ESERCIZIO
Nell'estratto sull'udienza generale dedicata a Stefano, in quale città il Vangelo fu annunciato per la prima volta ai pagani?

====== ESTRATTO ======

All’udienza generale, Benedetto XVI rievoca la figura del primo martire, Stefano, che insegna come la carità non è mai separabile dall’annuncio del Vangelo. A lui è legato anche il ricordo dell’istituzione del diaconato.

Città del Vaticano (AsiaNews) – Carità e “annuncio coraggioso” vanno sempre insieme e dalla persecuzione la fede si diffonde. Sono le “lezioni” che emergono dalla vicenda del primo martire cristiano, Stefano, la figura del quale è stata illustrata oggi da Benedetto XVI alle circa 8mila persone presenti nell’aula Paolo VI per l’udienza generale. Udienza ancora segnata dal festoso clima natalizio, con Benedetto XVI che, prima dell’inizio dell’udienza, ha visitato la mostra di presepi allestita nell’atrio dell’aula.

 

La figura di Stefano, nelle parole del Papa evidenzia la “insostituibilità della testimonianza” e “l’amore per la Croce”, che sono della Chiesa, ma anche della vita di ognuno di noi.

Rievocando la vicenda del primo martire, Benedetto XVI ha anzitutto evidenziato che egli è legato alla istituzione del diaconato, “denominazione peraltro assente negli Atti degli apostoli”, che invece parlano del primo martire.

 

Dopo la morte e la risurrezione di Gesù, ha ricordato il Papa, la Chiesa di Gerusalemme comprendeva persone provenienti da Israele, che erano detti ebrei ed altri dalla diaspora, specialmente greca, detti ellenisti. Questi ultimi, e specialmente le vedove correvano il rischio di essere trascurati e vivere nelle difficoltà. Per questo gli apostoli “decidono di incaricare sette uomini di buona reputazione perché assumessero l’incarico dell’assistenza”. Il primo, citato da Luca, è Stefano. I sette prescelti furono “presentati” agli apostoli che “dopo aver pregato imposero loro le mani”. Il gesto, nell’Antico Testamento indicava la trasmissione di un incarico importante, come mostra il gesto di Mosé con Aronne.

 

Per sottolineare l’importanza del gesto, il Papa ha ricordato che Paolo scrive di “non avere fretta di imporre le mani ad alcuno, per non farti complice dei peccati altrui”. Frase legata alla spiegazione del diaconato, ma che alle orecchie polacche potrà suonare come un indiretto riferimento alla vicenda di mons. Wielgus.

 

Nel caso di Stefano e compagni, ha proseguito, l’imposizione delle mani “è certamente la trasmissione di un incarico e della grazia per esercitarlo”. Dopo quel gesto, oltre ai servizi caritativi Stefano svolge anche un’opera di evangelizzazione nei confronti degli “ellenisti”.

Stefano fu lapidato e la sua uccisione fu seguita da una persecuzione locale contro i discepoli di Gesù, la prima nella storia della Chiesa. Essa spinse i discepoli ad abbandonare Gerusalemme ed a disperdersi. Ma così essi “divennero missionari”. “La persecuzione diventa annuncio, missione”. Nel loro cammino, i discepoli di Gesù giunsero anche ad Antiochia, dove il Vangelo fu per la prima volta annunciato ai pagani e fu usato il nome cristiani.

 

La storia di Stefano, ha sottolineato Benedetto XVI, “insegna che non bisogna mai distinguere la carità dall’annuncio coraggioso della fede. Carità e annuncio vanno sempre insieme”.

Ma da essa discende anche la certezza che “la croce rimane sempre centrale nella storia della Chiesa ed anche nella nostra vita personale”. “Non mancherà mai la persecuzione”, ma essa sarà “fonte di nuovi cristiani”, ha detto Benedetto XVI che ha ricordato la frase di Tertulliano “il sangue dei martiri è seme di nuovi cristiani”.

====== DATI REGISTRATI ======

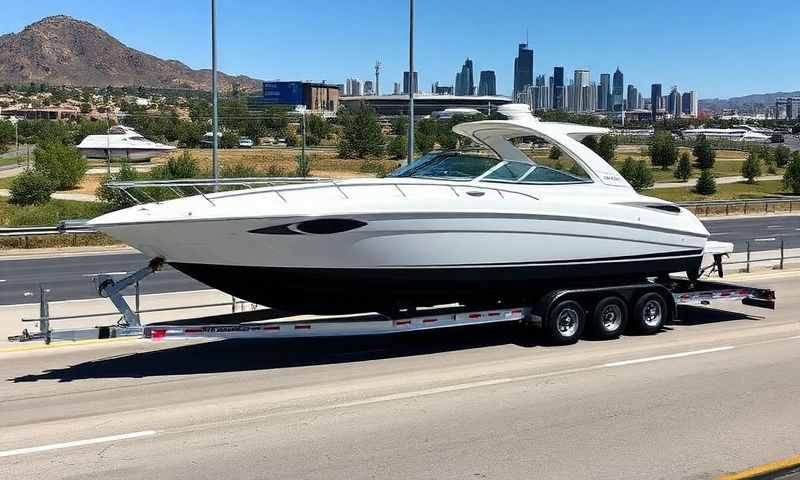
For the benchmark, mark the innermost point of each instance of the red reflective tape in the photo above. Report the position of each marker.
(156, 334)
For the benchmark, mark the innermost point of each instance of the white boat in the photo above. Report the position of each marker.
(123, 143)
(451, 227)
(738, 134)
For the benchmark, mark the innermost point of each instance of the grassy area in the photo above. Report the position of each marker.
(728, 191)
(50, 213)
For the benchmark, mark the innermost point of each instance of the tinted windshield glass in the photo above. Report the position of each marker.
(454, 166)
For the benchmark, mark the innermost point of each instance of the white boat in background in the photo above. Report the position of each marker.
(739, 134)
(450, 227)
(122, 142)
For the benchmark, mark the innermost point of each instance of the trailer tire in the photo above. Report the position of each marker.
(566, 322)
(649, 313)
(609, 318)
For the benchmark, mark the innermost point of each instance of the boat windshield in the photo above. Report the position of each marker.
(466, 167)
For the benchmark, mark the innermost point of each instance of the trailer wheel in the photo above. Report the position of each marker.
(650, 313)
(565, 322)
(609, 318)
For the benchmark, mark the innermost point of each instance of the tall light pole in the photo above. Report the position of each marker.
(214, 98)
(411, 83)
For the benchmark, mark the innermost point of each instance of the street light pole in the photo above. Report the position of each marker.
(214, 98)
(411, 83)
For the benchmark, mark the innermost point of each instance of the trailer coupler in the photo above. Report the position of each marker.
(107, 287)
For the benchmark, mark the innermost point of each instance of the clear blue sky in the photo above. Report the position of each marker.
(720, 48)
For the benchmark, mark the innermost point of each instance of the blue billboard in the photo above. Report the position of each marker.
(284, 93)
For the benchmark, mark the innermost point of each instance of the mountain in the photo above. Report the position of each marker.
(61, 50)
(715, 104)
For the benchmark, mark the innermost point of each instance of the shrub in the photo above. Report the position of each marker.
(684, 168)
(706, 184)
(64, 165)
(31, 187)
(791, 177)
(705, 154)
(751, 168)
(663, 151)
(398, 147)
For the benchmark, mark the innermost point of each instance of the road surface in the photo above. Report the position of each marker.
(68, 278)
(713, 394)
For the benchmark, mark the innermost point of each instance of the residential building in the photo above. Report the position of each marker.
(488, 83)
(617, 104)
(523, 69)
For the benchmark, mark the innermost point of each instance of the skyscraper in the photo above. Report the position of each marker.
(655, 99)
(617, 103)
(604, 94)
(523, 69)
(465, 81)
(407, 85)
(633, 98)
(558, 88)
(488, 83)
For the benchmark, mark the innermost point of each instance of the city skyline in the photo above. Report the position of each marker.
(246, 47)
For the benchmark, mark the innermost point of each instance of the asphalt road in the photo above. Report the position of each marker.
(69, 278)
(715, 393)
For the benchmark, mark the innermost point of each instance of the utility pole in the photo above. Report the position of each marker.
(411, 84)
(214, 97)
(378, 66)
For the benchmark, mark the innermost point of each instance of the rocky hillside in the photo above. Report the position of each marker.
(64, 51)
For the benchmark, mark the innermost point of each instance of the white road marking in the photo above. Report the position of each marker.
(79, 443)
(666, 357)
(107, 273)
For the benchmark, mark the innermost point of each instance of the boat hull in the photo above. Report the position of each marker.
(354, 290)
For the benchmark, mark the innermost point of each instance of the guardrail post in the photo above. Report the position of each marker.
(747, 265)
(44, 314)
(138, 315)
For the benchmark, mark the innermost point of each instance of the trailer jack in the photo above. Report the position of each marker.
(107, 287)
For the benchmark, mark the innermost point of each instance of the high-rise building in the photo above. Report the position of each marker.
(523, 69)
(655, 99)
(633, 98)
(604, 93)
(465, 80)
(580, 98)
(558, 88)
(617, 103)
(352, 87)
(488, 83)
(407, 85)
(674, 102)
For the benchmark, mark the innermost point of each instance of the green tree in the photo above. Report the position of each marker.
(64, 165)
(31, 187)
(704, 153)
(606, 147)
(590, 142)
(398, 147)
(362, 135)
(706, 183)
(782, 155)
(684, 168)
(751, 168)
(791, 177)
(663, 151)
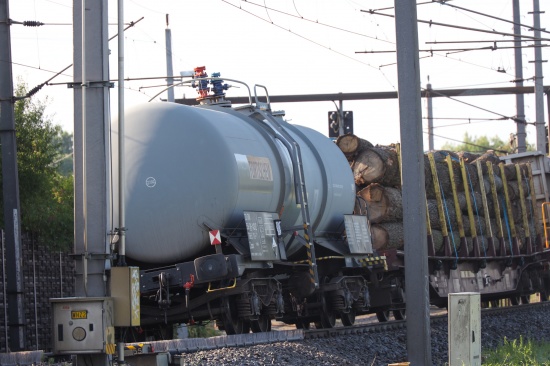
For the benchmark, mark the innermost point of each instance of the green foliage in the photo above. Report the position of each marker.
(478, 144)
(65, 162)
(481, 144)
(519, 352)
(46, 195)
(203, 330)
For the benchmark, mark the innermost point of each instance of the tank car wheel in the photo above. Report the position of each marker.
(328, 317)
(263, 324)
(383, 316)
(328, 320)
(399, 314)
(230, 319)
(348, 319)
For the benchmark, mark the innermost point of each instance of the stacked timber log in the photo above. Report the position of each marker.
(475, 203)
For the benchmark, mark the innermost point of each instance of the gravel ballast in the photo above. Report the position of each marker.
(375, 349)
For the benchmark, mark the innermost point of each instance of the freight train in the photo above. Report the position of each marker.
(238, 217)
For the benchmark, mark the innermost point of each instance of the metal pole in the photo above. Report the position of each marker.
(91, 153)
(430, 117)
(520, 106)
(10, 189)
(169, 70)
(539, 89)
(414, 195)
(121, 166)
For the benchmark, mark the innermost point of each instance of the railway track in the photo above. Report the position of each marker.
(250, 339)
(401, 324)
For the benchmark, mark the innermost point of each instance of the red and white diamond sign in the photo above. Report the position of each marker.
(215, 238)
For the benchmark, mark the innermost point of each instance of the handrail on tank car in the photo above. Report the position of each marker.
(545, 223)
(233, 285)
(193, 80)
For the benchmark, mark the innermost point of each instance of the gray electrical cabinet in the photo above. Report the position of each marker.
(464, 329)
(83, 325)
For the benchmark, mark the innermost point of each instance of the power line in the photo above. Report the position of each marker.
(430, 22)
(310, 40)
(455, 50)
(490, 16)
(469, 143)
(317, 22)
(515, 119)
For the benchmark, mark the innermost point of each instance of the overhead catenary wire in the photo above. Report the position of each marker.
(311, 41)
(515, 119)
(490, 16)
(431, 22)
(455, 50)
(47, 82)
(319, 23)
(485, 148)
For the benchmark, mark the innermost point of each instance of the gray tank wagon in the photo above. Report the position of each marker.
(237, 216)
(191, 170)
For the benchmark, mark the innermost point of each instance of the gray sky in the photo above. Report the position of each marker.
(295, 47)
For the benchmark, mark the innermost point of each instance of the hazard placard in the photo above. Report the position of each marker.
(215, 238)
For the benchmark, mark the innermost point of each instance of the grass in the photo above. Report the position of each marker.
(519, 352)
(203, 330)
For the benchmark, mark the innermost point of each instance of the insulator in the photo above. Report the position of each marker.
(32, 23)
(34, 90)
(217, 85)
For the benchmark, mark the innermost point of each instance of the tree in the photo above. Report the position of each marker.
(479, 144)
(46, 195)
(483, 143)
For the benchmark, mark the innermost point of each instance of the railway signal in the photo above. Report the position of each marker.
(334, 123)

======

RISULTATO
Ad Antiochia.